------ MATERIAL FOR THE TASK ------

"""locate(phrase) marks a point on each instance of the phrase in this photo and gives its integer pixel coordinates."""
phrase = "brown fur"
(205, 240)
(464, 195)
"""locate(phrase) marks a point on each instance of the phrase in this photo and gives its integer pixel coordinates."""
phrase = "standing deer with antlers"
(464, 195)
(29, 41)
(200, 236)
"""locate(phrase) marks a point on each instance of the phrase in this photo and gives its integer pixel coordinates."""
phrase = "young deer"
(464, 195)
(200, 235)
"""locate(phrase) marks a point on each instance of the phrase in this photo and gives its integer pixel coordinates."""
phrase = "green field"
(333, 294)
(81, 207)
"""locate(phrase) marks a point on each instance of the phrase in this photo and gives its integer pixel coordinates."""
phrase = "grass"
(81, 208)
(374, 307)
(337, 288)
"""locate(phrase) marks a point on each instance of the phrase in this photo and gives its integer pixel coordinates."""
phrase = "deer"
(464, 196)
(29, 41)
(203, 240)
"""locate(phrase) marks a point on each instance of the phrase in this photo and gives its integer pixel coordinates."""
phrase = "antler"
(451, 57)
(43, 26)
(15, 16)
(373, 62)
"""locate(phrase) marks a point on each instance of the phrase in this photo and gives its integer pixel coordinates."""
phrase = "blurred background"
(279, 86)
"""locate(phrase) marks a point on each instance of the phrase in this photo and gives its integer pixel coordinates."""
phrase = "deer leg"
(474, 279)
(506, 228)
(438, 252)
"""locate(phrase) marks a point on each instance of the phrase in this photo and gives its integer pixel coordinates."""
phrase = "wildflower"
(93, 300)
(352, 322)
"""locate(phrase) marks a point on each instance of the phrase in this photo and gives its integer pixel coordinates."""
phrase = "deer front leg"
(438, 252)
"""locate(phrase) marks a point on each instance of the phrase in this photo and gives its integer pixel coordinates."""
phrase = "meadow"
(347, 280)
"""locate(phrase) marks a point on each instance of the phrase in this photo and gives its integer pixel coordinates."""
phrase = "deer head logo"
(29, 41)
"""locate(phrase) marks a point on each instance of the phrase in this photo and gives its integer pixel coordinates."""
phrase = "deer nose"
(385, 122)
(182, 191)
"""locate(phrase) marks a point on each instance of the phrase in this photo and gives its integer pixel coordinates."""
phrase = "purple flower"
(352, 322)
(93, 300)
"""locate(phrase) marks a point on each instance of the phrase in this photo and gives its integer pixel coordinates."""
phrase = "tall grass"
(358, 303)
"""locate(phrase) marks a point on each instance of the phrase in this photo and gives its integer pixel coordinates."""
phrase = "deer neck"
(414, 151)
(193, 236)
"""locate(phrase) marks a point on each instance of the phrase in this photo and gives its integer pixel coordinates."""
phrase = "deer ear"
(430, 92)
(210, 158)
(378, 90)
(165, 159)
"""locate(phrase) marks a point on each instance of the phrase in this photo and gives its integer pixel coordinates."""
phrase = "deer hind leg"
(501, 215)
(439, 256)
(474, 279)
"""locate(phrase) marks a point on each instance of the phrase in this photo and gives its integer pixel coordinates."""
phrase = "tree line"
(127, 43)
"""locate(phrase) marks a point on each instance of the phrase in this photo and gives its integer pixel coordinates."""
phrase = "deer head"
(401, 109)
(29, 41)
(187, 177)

------

▸ **WHAT TO PRODUCE**
Return the whole listing exactly, with every line included.

▸ **RESULT FOR THIS TASK**
"""locate(phrase) marks a point on each instance of the phrase in this photo and gives its integer pixel coordinates."""
phrase = "brown fur"
(205, 240)
(464, 195)
"""locate(phrase) marks a point on each instance of the phrase in this photo and gives its integer pixel coordinates."""
phrase = "standing deer with antlers"
(464, 195)
(29, 41)
(200, 236)
"""locate(phrase) marks a point on each instance of the phrase in this photo and gives its integer pixel coordinates."""
phrase = "young deer"
(464, 195)
(200, 235)
"""locate(phrase) marks a point on each instance of the phrase in this photo and gives its integer pixel coordinates."""
phrase = "green field"
(333, 294)
(81, 207)
"""locate(phrase) marks a point on each instance of the phrase in this photo and gives its integer pixel coordinates."""
phrase = "grass"
(81, 208)
(374, 307)
(337, 288)
"""locate(phrase) marks a point on each instance of the phrase in this photo and gives its integer pixel coordinates."""
phrase = "deer"
(464, 196)
(29, 41)
(203, 240)
"""locate(phrase) marks a point on each instance of the phrase in this photo and gives its integer pixel coordinates."""
phrase = "antler"
(451, 57)
(43, 26)
(15, 16)
(373, 62)
"""locate(phrase) marks a point on each instance of the phrase in this photo and gives its integer pixel coordinates."""
phrase = "blurred background"
(279, 86)
"""locate(phrase) marks a point on each instance of the phrase in this photo and gives its integer pixel coordinates."""
phrase = "deer leg"
(474, 279)
(506, 228)
(438, 252)
"""locate(phrase) marks a point on each instance of the phrase in this photo and gives its integer pixel coordinates."""
phrase = "wildflower"
(93, 300)
(352, 322)
"""locate(phrase) marks a point on each instance of the phrase in this photo and gives its integer pixel coordinates."""
phrase = "deer front leg"
(438, 252)
"""locate(phrase) marks a point on each instance of the phrase in this photo and gives its integer pixel coordinates."""
phrase = "meadow"
(347, 280)
"""locate(phrase) marks a point on each instance of the phrase in this photo and gives its integer pixel coordinates."""
phrase = "deer head logo"
(29, 41)
"""locate(phrase) marks a point on each instance of the phrase in this photo and gives its integer pixel coordinates."""
phrase = "deer nose"
(385, 122)
(182, 191)
"""locate(phrase) marks a point on each instance of the phrase in this photo and gives its integer pixel coordinates."""
phrase = "purple flower"
(352, 322)
(93, 300)
"""locate(phrase) marks a point on each instance of the phrase in this photo and gives its integer pixel coordinates."""
phrase = "tall grass"
(358, 303)
"""locate(phrase) marks a point on each instance of the phrase in this photo and gives its integer pixel coordinates."""
phrase = "deer neck"
(414, 151)
(193, 236)
"""locate(phrase) marks a point on each instance of the phrase in this photo and gives its integer pixel coordinates."""
phrase = "deer ear"
(430, 92)
(210, 158)
(378, 90)
(165, 159)
"""locate(phrase) marks a point on each instance of the phrase in this photo and gives its integer pixel coordinates."""
phrase = "deer hind leg"
(501, 215)
(439, 256)
(474, 279)
"""locate(phrase) marks a point on each instance of the phrase in this photo and gives its integer pixel coordinates."""
phrase = "tree line"
(127, 43)
"""locate(phrase) marks a point on each instance of the phrase in this photo and gives its integer pixel coordinates."""
phrase = "deer head"
(401, 109)
(29, 41)
(187, 177)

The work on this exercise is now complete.